A run of records:
=-=-=
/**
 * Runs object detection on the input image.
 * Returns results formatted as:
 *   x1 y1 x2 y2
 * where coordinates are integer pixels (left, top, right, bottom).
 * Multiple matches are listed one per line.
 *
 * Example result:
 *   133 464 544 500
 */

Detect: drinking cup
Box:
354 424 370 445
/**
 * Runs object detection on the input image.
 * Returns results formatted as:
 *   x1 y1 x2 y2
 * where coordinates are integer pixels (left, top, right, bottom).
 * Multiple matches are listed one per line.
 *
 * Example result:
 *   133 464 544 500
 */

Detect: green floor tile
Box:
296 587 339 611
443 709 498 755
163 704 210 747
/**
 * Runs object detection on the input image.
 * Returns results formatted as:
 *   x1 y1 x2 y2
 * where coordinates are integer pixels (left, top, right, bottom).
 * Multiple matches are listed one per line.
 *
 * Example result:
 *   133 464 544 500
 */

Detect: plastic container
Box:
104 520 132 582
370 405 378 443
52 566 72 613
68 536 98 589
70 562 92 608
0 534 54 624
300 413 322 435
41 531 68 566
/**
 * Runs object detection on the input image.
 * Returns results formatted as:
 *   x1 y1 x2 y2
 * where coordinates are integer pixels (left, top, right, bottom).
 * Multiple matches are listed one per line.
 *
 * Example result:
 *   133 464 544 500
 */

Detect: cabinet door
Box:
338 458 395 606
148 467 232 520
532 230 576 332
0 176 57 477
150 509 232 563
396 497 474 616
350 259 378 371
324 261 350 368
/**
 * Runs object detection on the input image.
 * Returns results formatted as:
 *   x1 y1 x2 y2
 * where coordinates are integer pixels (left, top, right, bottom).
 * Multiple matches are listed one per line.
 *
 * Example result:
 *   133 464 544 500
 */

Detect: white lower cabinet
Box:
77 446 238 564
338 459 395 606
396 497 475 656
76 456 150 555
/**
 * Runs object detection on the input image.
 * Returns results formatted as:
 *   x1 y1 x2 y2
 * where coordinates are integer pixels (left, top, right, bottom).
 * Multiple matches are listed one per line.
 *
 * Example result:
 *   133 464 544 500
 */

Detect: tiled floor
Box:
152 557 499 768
=-=-=
**Given task:**
Print out, unchanged and line for line, the part of the listing that opens with its first line and closes with the line containing "324 261 350 368", including both of those lines.

**Answer to this problem:**
/**
 * Runs object detection on the input image.
 * Returns results formatted as:
 *   x1 y1 x2 y2
 * where coordinates are integer pixels (left, top, right, bottom).
 * Multiple matches are listed one per line.
 *
 * Example result:
 *   133 464 544 500
 */

Detect: drinking cup
Box:
354 424 370 445
/**
 * Runs object detection on the input image.
 * Returns results formatted as:
 *   x1 y1 x2 y2
 * where coordinates are integer pixels (left, top, right, bottom).
 * Multiple matches are listed one per line.
 *
 * Example result:
 *   133 464 544 500
 */

Detect: green floor tile
Box:
296 587 339 611
443 709 498 755
163 704 210 747
/**
 * Runs object detection on the input image.
 * Returns results formatted as:
 *   x1 y1 x2 y2
 * where coordinates are integer pixels (left, top, right, bottom).
 * Multiple matches are listed one per line.
 *
 * Example result:
 *   133 464 544 500
 */

Detect: plastic container
Box:
104 520 132 582
370 405 378 443
52 566 72 613
68 536 98 589
70 562 92 608
0 534 54 624
300 413 322 435
41 531 68 566
/**
 * Runs object detection on the input image.
 * Returns results formatted as:
 *   x1 y1 x2 y2
 * where coordinates are integer pixels (left, top, right, bottom).
 * Multiple matches are listed one per line.
 *
 * Example result:
 *   133 464 544 500
 */

Detect: cabinet door
Box:
338 458 395 606
148 467 232 520
532 230 576 332
0 176 57 477
150 509 232 563
396 497 474 616
350 259 378 371
324 261 350 368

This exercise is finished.